Tool calling involves several key components that work together to facilitate AI interaction with external tools. Modern LLMs including Anthropic’s Claude, Meta’s Llama 3, Mistral and IBM® Granite™ all possess tool calling capabilities but handle each a bit differently.
The first component is the AI model itself, which recognizes when it lacks sufficient knowledge or requires an external function to complete a request.
Next, the tool selection mechanism identifies the appropriate dependencies to handle the specific task, whether it is a search engine, a database or a computational resource.
When a tool is selected, the API interface comes into play, allowing the AI to send structured queries and receive responses in a machine-readable format.
Finally, the response processing system helps ensure that the retrieved data is formatted correctly and presented to the user in a meaningful way.
Step 1. Recognizing the need for a tool
Let’s say a user asks an LLM “What’s the weather in San Francisco right now?” The AI uses natural language understanding to recognize that real-time weather data is needed, which cannot be derived from its static knowledge base.
A unique tool call ID is assigned automatically to a request made by a model to use a tool, which acts as a tracking number to link the request with its corresponding result.
Step 2. Selecting the tool
The AI identifies the best tool for the task, in this case checking a current weather database. This step helps ensure that the retrieved information is accurate and relevant.
Each tool contains metadata and structured information such as a unique tool name (or function name), which helps the model and system identify it correctly. Other metadata include description, tool parameters and required input and output types.
The model performs a tool choice after determining that data must be obtained from a selection of available tools.
Templates are structured prompt formats that tell the model which tool to use and what arguments (or “args”) to provide, allowing for more controlled and structured interactions with APIs.
In the context of tool calling, args refer to the structured inputs passed to a tool or function when it is started by a generative model. These arguments define the parameters that the tool requires to execute properly.
Combining tool calling with retrieval augmented generation (RAG) enhances AI capabilities by allowing systems to retrieve both structured and unstructured data before generating structured outputs.
This approach enhances contextual relevance by fetching the most pertinent data before generating a response, leading to more informed and accurate outputs.
It also minimizes API overhead by consolidating multiple retrievals into a single step, reducing latency and costs. RAG is more flexible than traditional tool calls, allowing models to pull from diverse sources and making it highly adaptable across different domains.
Unlike the rigid structure of traditional tool use, RAG enables more fluid integration of retrieved knowledge with reasoning and generation, resulting in more dynamic and insightful responses.
Step 3. Constructing and sending a query
The AI then formulates a structured request that the tool or API can understand.

■ Data extracts:
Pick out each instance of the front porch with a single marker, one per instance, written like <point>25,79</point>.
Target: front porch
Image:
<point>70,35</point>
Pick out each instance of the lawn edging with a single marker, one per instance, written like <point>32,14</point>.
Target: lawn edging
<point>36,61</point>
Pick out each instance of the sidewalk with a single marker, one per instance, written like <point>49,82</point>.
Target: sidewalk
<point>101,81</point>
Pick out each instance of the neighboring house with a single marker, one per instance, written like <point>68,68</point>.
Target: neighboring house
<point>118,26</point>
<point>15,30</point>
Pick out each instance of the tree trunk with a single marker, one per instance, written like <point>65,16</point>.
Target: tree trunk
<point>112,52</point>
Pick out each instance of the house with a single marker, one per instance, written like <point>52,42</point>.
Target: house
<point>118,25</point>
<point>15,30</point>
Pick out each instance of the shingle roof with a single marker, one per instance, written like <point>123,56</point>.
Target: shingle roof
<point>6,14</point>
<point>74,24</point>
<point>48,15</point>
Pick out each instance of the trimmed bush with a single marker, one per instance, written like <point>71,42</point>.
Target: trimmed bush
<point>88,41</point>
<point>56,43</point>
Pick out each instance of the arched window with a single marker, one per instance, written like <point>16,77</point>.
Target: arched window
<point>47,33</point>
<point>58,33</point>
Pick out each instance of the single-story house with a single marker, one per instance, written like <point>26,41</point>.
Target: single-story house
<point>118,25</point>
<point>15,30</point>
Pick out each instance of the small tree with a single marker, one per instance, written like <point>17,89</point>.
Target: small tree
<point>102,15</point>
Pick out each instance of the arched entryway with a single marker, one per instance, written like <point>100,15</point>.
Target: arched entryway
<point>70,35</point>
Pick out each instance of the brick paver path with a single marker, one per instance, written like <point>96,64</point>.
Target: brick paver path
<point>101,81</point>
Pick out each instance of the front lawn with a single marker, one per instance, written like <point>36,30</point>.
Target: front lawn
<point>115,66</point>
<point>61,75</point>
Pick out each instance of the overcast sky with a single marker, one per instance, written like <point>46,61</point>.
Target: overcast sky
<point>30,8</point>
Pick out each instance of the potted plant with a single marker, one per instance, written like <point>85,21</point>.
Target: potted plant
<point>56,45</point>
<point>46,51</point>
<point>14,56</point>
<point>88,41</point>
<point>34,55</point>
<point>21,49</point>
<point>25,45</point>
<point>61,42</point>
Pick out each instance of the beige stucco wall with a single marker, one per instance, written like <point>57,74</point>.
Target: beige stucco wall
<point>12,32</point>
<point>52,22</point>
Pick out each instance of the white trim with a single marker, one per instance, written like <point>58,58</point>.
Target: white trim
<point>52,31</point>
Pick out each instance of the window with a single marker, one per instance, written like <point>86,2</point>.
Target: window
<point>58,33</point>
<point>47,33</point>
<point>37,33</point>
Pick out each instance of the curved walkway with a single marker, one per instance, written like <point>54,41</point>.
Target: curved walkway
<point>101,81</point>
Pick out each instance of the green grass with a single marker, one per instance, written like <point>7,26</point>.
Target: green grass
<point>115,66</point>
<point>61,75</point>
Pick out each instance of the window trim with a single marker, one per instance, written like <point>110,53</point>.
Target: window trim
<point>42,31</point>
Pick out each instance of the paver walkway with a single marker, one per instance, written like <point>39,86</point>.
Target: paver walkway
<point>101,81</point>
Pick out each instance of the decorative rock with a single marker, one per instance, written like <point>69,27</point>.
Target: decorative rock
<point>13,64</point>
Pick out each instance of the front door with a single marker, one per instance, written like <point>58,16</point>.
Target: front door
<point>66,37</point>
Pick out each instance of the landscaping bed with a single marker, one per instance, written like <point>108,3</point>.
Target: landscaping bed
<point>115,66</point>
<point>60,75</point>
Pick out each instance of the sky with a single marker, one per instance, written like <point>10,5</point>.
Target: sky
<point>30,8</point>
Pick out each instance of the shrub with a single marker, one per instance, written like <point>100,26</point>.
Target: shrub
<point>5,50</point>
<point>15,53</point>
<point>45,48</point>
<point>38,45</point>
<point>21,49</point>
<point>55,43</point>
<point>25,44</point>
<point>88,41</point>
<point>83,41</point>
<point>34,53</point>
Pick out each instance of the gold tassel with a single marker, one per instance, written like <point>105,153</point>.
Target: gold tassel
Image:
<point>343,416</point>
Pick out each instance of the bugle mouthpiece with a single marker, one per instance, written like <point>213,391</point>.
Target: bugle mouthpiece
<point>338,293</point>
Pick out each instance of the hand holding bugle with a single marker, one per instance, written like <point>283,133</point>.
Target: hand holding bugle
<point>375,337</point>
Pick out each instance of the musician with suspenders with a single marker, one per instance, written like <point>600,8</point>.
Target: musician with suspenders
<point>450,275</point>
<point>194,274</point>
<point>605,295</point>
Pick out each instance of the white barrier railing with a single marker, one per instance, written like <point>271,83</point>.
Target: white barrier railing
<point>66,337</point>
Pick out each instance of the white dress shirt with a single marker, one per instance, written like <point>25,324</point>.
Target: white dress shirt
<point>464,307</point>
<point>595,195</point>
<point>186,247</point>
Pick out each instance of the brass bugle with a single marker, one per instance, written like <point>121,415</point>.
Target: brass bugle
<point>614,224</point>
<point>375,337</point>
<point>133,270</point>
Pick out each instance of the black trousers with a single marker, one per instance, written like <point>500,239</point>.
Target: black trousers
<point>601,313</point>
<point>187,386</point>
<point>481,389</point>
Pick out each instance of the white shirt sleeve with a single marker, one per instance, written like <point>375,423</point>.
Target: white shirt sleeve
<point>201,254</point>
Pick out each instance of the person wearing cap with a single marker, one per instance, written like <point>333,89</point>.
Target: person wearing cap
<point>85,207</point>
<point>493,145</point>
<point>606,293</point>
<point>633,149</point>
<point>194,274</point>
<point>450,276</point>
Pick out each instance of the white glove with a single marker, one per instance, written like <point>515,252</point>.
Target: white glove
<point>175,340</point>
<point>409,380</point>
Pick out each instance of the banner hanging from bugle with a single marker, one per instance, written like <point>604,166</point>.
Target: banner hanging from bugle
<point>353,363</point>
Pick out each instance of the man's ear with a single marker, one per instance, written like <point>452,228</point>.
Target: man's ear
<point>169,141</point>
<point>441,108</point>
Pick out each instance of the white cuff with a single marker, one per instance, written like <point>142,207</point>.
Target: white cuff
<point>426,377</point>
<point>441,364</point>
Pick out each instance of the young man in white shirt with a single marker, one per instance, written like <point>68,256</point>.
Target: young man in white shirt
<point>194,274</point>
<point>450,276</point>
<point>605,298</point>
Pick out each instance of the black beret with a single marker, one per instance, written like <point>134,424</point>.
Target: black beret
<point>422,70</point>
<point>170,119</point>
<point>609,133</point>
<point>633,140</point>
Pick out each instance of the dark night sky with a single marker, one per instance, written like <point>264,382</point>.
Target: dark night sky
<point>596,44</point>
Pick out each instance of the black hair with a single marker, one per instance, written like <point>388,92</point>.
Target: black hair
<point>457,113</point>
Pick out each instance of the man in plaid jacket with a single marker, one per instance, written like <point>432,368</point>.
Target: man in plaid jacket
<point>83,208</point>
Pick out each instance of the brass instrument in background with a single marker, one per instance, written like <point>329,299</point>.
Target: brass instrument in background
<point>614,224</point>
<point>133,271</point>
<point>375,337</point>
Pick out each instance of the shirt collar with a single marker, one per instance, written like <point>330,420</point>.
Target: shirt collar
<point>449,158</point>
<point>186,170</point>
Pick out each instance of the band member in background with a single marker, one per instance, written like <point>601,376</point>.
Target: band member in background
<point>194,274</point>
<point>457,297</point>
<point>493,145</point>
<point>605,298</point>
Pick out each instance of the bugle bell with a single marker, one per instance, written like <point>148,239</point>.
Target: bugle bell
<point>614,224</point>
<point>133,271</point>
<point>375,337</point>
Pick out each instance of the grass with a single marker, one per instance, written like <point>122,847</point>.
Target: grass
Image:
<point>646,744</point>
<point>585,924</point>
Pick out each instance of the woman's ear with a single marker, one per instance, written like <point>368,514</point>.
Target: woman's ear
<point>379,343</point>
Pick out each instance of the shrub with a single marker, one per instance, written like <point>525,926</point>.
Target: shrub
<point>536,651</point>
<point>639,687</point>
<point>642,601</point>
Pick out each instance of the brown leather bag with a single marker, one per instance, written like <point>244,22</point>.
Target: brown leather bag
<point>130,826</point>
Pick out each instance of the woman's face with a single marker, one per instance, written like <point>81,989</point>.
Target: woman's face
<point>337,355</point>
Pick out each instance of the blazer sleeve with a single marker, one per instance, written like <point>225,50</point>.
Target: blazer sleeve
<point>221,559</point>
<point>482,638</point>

■ Exercise tasks:
- 1) Name the key components of tool calling that the passage on tool calling describes.
- 2) In the passage on tool calling, what does the unique tool call ID act as?
- 3) Carry the passage on tool calling forward from its last sentence, continuing Step 3 on constructing and sending a query.

■ Answers to each task:
- 1)
- The AI model itself
- The tool selection mechanism
- The API interface
- The response processing system

- 2) It acts as a tracking number that links a request with its corresponding result.

- 3)
Each tool is associated with specific tool functions, which define what the tool does. These functions rely on an API reference, which provides documentation on how to interact with the tool’s API, including endpoint URLs, request methods and response formats.
To access an external API, many services require an API key, a unique identifier that grants permission to make requests. When the tool is selected and the parameters are set, an API call is made to fetch the requested data. This request is typically sent over HTTP to an external server.
Step 4. Receiving and processing the response
The external tool returns data. The AI must then parse the tool results. For a weather request, the API might respond with a JSON schema object containing temperature, humidity and wind speed. The AI filters and structures this data to summarize a meaningful response for the user.
Step 5. Presenting the information or taking action
The AI delivers the processed information in an intuitive manner. If the request involves automation, such as setting a reminder, the AI would confirm that an action has been scheduled.
Step 6. Refining the search
If the user requests more details or modifications, the AI can repeat the process with an adjusted query, helping to ensure that it continues to refine its response based on user needs.
LangChain is commonly used in tool calling by providing an open source framework for integrating external tools, APIs and functions with LLMs. It helps manage tool execution, input or output handling and context-aware decision-making.
For example, LangChain handles function arguments with a parser for user queries, extracting relevant parameters and formatting them correctly for the tool. Unlike simple tool calling, LangChain can store and recall previous tool outputs, enabling better multiturn interactions.
LangChain allows for the combination of multiple tools in a sequence, enabling more complex agentic workflows. For example, it can first retrieve data from the weather API and then use a separate tool to recommend clothing based on the forecast.